Directions
Leave out the pictures and return every entry exactly as it appears.

Dataset records

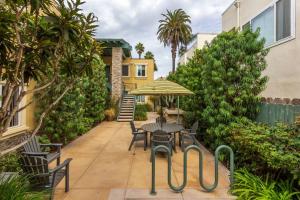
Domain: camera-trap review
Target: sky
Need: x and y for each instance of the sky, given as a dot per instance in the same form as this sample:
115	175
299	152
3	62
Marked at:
137	21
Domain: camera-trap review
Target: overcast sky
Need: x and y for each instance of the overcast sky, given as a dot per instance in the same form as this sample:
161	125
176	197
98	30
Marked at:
137	21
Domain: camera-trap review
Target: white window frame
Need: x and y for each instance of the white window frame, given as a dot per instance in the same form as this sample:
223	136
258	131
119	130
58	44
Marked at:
128	70
137	67
293	22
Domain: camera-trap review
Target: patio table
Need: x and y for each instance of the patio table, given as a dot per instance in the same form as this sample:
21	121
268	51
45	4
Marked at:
166	127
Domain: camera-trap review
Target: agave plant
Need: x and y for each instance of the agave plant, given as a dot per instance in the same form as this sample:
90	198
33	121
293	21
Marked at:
248	186
16	187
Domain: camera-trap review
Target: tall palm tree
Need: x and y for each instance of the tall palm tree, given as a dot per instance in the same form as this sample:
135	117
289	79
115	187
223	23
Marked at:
174	30
150	55
139	49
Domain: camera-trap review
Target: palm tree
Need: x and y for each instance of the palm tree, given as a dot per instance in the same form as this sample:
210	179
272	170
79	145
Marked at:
174	30
139	49
150	55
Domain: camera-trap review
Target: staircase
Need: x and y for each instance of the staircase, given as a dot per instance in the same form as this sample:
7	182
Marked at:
127	108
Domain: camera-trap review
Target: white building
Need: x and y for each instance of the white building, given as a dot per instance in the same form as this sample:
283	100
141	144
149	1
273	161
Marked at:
279	23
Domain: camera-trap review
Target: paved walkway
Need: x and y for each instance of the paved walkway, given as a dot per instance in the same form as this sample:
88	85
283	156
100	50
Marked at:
103	168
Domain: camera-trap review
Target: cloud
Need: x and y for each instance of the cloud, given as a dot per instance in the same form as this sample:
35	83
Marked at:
137	21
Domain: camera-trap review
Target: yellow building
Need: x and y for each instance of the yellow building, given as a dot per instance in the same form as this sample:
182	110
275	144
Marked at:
279	24
123	72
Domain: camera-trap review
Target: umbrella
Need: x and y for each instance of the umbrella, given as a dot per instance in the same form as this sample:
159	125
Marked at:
162	87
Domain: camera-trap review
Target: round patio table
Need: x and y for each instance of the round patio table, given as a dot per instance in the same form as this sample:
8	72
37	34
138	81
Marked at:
166	127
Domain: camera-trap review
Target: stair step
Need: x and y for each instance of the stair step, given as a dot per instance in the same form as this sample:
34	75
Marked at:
125	117
125	114
124	120
126	109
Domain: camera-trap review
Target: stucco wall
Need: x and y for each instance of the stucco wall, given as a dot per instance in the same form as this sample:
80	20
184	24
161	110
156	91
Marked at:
283	60
198	44
133	79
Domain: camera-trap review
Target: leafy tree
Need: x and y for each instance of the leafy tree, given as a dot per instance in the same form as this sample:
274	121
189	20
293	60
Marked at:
139	47
49	42
82	107
150	55
174	30
182	50
226	77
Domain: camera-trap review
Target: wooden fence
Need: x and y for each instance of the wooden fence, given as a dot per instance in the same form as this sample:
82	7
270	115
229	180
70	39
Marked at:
271	113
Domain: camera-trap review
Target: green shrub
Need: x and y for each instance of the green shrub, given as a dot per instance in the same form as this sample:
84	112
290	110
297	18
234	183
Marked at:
17	188
227	79
149	107
264	149
140	113
79	110
142	107
249	186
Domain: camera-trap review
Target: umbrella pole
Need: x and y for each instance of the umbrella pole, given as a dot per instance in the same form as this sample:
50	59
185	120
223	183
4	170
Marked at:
161	112
177	109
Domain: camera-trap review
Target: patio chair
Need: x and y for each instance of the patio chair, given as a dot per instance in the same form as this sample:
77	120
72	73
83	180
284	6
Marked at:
160	137
187	137
138	135
40	176
34	148
161	120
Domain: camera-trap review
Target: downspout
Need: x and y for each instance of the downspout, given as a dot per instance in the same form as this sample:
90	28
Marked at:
237	4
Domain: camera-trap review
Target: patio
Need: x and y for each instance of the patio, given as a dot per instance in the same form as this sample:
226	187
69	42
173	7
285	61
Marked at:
103	168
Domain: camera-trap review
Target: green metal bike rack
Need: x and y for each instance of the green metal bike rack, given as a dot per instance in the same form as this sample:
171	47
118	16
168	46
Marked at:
201	181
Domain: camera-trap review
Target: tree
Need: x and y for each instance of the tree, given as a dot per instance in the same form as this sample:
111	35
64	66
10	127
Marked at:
49	42
227	81
150	55
182	50
174	30
139	47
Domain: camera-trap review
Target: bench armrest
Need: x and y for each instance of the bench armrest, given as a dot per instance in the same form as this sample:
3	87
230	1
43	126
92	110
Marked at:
44	154
53	144
56	145
62	165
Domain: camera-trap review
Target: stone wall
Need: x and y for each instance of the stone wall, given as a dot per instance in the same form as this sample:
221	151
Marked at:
116	71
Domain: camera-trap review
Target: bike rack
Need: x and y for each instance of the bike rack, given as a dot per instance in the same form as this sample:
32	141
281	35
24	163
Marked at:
197	148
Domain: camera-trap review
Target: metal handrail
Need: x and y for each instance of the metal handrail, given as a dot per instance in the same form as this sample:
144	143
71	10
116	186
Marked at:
121	98
201	181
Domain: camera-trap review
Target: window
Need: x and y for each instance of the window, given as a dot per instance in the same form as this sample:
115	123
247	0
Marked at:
15	121
264	21
140	99
246	26
276	23
283	19
125	70
140	70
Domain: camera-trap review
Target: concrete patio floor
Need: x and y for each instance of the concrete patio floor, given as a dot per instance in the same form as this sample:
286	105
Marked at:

Correct answer
Domain: camera-trap review
Target: sky
Need: x and y for each instance of the sky, given as a dot per instance in the same form as this sample:
115	175
299	152
3	62
Marked at:
137	21
Domain: camera-trap review
Target: overcast sky
Need: x and y for each instance of the overcast sky, given as a dot per instance in the same form as this sample:
161	125
176	197
98	30
Marked at:
137	21
Domain: camera-trap review
Target: white window frame
Need: x and y for each instance of the white window frame, given as a dot per instance in the same form as this sample:
223	136
258	131
119	130
58	44
Marked at:
128	70
137	67
293	22
Domain: camera-trap review
Target: patio table
Need: x and y for each instance of the patio table, given as a dot per instance in the same form as this sample:
21	121
268	51
45	4
Marked at:
166	127
Domain: camera-trap review
Target: agave plant
Need: x and y for each instance of the agave plant, given as a dot per instance in the same form as this sample:
90	198
33	121
293	21
Marked at:
248	186
16	187
Domain: camera-trap review
Target: tall palm tree
Need: x and y for each instance of the tall palm tree, given as a dot per instance in the same form as this sample:
135	117
289	79
115	187
223	23
Marked at:
174	30
150	55
139	49
Domain: camera-trap review
Target: palm tree
Need: x and y for each instance of the palm tree, given as a dot per instance in the same form as this sample:
210	179
272	170
79	145
Marked at:
174	30
139	49
150	55
Domain: camera-trap review
Target: staircase
Need: x and y for each instance of the staircase, given as a dot per instance in the same form as this sample:
7	182
Marked at:
127	108
Domain: camera-trap review
Target: white building
Need: x and y for each instance of the white building, given as a dot per instance in the same form as this sample:
283	100
141	144
149	1
273	161
Marked at:
279	23
Domain: camera-trap review
Target: paved walkway
Need: x and y for each instance of the paved walkway, given as a dot per instance in the same form as this sample:
88	85
283	156
100	50
Marked at:
103	168
Domain: camera-trap review
Target: cloud
Need: x and y for each instance of the cloud, given as a dot per instance in the same form as this sample:
35	83
Marked at:
137	21
Domain: camera-trap review
Target: yellow building
Need: x and y for each instance of the yellow building, given as a dot per instance in the same form as this sample:
182	110
275	144
Marked at:
279	24
123	72
Domain: camera-trap review
Target: umbrella
Need: x and y for each instance of the umbrella, given as a dot per instance in the same form as this sample:
159	125
Marked at:
162	87
Domain: camera-trap review
Target: round patio table
Need: x and y for each instance of the round patio table, given as a dot per instance in the same form as this sample:
8	72
37	34
138	81
Marked at:
166	127
Domain: camera-trap review
Target: stair step
Need: x and y for each instance of the stair step, given as a dot per instance in the same form as this sample:
34	75
Marked at:
125	117
125	114
124	120
126	109
Domain: camera-trap review
Target: stucco wall
Need: x and y for each instance of the stucco wall, given as a dot per instance in the same form as this sample:
80	20
184	24
161	110
156	91
Marked at:
283	60
198	44
133	79
Domain: camera-trap review
Target: leafy tree
Need: x and y for each instance of the leafy tree, given as a dot per instance in the same form as this sample:
274	121
189	20
293	60
Marked at:
139	47
49	42
82	107
150	55
174	30
182	50
226	77
Domain: camera-trap review
Target: wooden fence
Need: x and y for each instance of the wooden fence, given as a dot per instance in the same form as this sample:
82	7
270	115
229	180
70	39
Marked at:
271	113
Domain: camera-trap review
Target: green shrub
Need: x and y for each instance of the green shrub, given as a dot per instance in the same form as this sample:
84	112
290	110
297	18
234	183
Marked at:
17	188
227	79
149	107
264	149
140	113
79	110
142	107
249	186
Domain: camera-trap review
Target: umbrella pole
Need: x and y for each instance of the umbrella pole, given as a dot per instance in the same form as this sample:
50	59
185	120
223	183
4	170
Marked at:
161	112
177	109
Domain: camera-trap review
Target: patio chair
Need: x and y for each instance of the patio chair, given as a dot per instance in the same form as this sample:
77	120
72	73
83	180
284	6
Marked at:
160	137
187	137
138	135
40	176
34	148
161	120
Domain: camera-trap review
Target: downspout
Need: x and y for each instance of the downspout, given as a dot per instance in the same form as this sample:
90	28
Marked at:
237	4
Domain: camera-trap review
Target: patio
Need: x and y for each instance of the patio, given as a dot per instance in the same form as this sample:
226	187
69	42
173	7
285	61
Marked at:
103	168
Domain: camera-trap review
Target: green metal bike rack
Need: x and y for each instance of the green metal bike rack, given as a dot per instance in the same form as this sample:
171	47
118	16
168	46
Marked at:
201	181
Domain: camera-trap review
Target: tree
Need: x and y for each instance of the tree, given as a dot per instance in the same form as this sample:
111	35
64	66
10	127
Marked at:
49	42
227	81
150	55
182	50
174	30
139	47
Domain: camera-trap review
Target: bench armrest
Need: x and y for each instance of the bench armrest, given as a dot per instance in the same form as this sample:
3	87
230	1
43	126
92	110
Marked at:
44	154
53	144
56	145
62	165
Domain: camera-trap review
Target: stone wall
Need: x and y for each instance of the stone wall, given as a dot per instance in the same form as this sample:
221	151
Marked at:
116	71
Domain: camera-trap review
Target: bike rack
Need: x and y for each instance of the bike rack, given as a dot per instance in the same form as this sample:
32	141
281	35
24	163
Marked at:
197	148
Domain: camera-trap review
Target: metal handrail
Need: x and y for each instance of the metal handrail, given as a dot per instance in the same form as this sample:
144	143
71	10
116	186
Marked at:
121	98
201	181
Domain: camera-trap review
Target: window
Need: x and y for each instance of the window, given as a dot per instance in the same form as this sample:
115	123
247	0
Marked at:
15	121
264	21
140	99
246	26
276	23
283	19
125	70
140	70
Domain: camera-trap review
Target: concrete patio floor
Need: x and y for each instance of the concrete patio floor, given as a dot per instance in the same form as this sample:
286	105
Marked at:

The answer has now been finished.